> [Work task]:
In the records below, find each line that holds "spot" and return it.

> [Recorded data]:
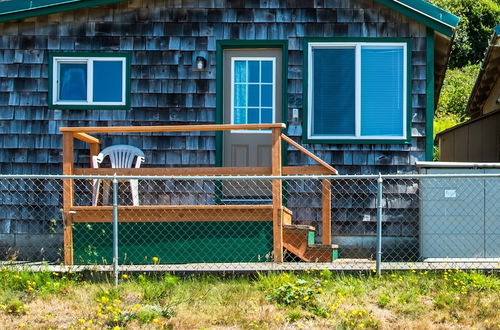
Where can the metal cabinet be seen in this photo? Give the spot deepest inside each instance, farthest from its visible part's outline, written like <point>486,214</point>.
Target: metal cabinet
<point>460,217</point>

...

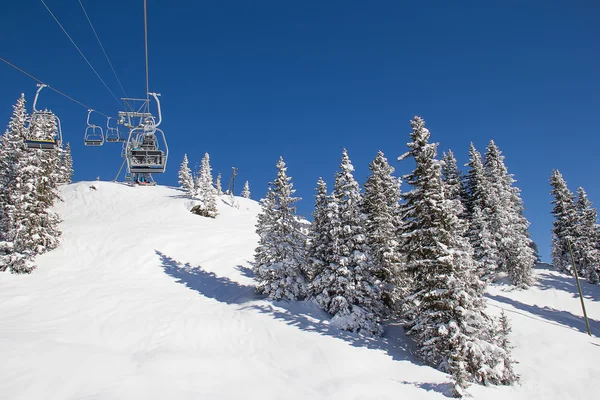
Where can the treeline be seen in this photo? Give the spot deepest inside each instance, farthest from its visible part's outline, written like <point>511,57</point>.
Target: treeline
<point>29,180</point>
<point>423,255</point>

> [Output for this task]:
Where can the metal cabinet be seen in this photo? Give the spot deepest inside each instance, farthest from its visible part's outline, written like <point>486,214</point>.
Where can the treeline be seen in this photo? Give the spot deepest inside each instance, farthest from its visible part's outline, written like <point>511,57</point>.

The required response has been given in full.